# Goal
Retype the mailing-list message about EPACT modeling questions word for word, keeping every line as it appears.

# Page excerpt

[Bldg-sim] EPACT - more questions

Josh Howes josh at concordenergystrategies.com
Mon Oct 3 13:47:02 PDT 2011


Rohini,

We specialize in EPACT studies.  The IRS legislation is very complicated and vague.  However, to answer your questions:

1) Nick is correct.  If you cannot get to 50% with your model by combining all the improvements (HVAC, lighting, and envelope), then you must model them separately.  Remember, your baseline is not the building prior to the improvements.  Your baseline is an ASHRAE 90.1-2001 baseline.
2) You are looking for 20% improvement on building improvements placed into service in 2008 or later.  The 16 2/3% benchmark is only for years 2006 and 2007.
3) Nick is again correct.

We would be happy to work with you on future EPACT studies.  Best of luck.

--------
Joshua D. Howes, PE
Concord Energy Strategies
(502) 384-9078
www.concordenergystrategies.com

IRS Circular 230 Disclosure
To ensure compliance with requirements imposed by the IRS, we inform you that any U.S. federal tax advice contained in this document is not intended or written to be used, and cannot be used, for the purpose of (i) avoiding penalties under the Internal Revenue Code, or (ii) promoting, marketing, or recommending to another party any transaction or matter that is contained in this document.

# Extracted entries
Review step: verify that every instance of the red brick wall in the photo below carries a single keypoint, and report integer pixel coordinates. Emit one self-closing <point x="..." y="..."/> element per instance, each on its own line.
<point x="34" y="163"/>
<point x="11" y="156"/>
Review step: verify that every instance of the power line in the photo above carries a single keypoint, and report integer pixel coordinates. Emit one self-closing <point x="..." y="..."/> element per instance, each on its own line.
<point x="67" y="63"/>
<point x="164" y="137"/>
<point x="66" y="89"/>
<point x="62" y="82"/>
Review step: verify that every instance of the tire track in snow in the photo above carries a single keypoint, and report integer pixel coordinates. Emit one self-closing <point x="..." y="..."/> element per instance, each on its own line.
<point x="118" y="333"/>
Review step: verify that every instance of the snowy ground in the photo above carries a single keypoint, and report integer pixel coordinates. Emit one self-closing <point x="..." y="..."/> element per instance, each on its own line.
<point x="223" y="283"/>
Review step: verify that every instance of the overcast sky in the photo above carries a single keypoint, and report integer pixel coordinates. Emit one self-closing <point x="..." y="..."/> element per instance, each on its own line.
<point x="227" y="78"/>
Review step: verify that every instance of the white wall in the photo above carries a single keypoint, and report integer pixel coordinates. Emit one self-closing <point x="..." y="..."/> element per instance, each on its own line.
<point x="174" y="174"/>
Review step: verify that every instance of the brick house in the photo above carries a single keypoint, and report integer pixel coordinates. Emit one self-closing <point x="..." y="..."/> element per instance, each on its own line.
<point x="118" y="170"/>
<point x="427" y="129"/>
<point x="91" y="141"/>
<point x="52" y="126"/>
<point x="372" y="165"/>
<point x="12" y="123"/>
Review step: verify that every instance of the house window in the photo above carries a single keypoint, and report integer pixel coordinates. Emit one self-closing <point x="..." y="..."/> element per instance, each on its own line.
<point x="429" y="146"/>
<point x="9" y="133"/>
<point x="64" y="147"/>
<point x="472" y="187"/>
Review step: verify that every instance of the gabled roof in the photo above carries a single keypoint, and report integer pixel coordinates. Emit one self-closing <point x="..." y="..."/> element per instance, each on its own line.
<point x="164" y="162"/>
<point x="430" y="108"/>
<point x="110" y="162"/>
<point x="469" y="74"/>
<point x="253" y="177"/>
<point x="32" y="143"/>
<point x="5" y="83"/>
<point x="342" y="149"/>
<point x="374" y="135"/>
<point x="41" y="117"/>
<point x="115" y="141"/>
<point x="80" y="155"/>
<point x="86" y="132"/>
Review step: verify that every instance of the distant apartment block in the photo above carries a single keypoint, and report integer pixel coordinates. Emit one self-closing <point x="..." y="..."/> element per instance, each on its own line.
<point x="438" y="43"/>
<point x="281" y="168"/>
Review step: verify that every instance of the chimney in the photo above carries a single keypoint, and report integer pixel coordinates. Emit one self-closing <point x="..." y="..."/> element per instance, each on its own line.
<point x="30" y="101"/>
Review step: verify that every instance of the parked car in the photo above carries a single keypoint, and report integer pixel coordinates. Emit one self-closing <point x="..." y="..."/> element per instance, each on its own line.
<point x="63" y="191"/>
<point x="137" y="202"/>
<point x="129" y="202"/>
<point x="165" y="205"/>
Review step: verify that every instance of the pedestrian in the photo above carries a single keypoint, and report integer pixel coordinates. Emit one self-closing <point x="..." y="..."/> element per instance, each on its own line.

# Answer for the task
[Bldg-sim] EPACT - more questions

Josh Howes josh at concordenergystrategies.com
Mon Oct 3 13:47:02 PDT 2011


Rohini,

We specialize in EPACT studies.  The IRS legislation is very complicated and vague.  However, to answer your questions:

1) Nick is correct.  If you cannot get to 50% with your model by combining all the improvements (HVAC, lighting, and envelope), then you must model them separately.  Remember, your baseline is not the building prior to the improvements.  Your baseline is an ASHRAE 90.1-2001 baseline.
2) You are looking for 20% improvement on building improvements placed into service in 2008 or later.  The 16 2/3% benchmark is only for years 2006 and 2007.
3) Nick is again correct.

We would be happy to work with you on future EPACT studies.  Best of luck.

--------
Joshua D. Howes, PE
Concord Energy Strategies
(502) 384-9078
www.concordenergystrategies.com

IRS Circular 230 Disclosure
To ensure compliance with requirements imposed by the IRS, we inform you that any U.S. federal tax advice contained in this document is not intended or written to be used, and cannot be used, for the purpose of (i) avoiding penalties under the Internal Revenue Code, or (ii) promoting, marketing, or recommending to another party any transaction or matter that is contained in this document.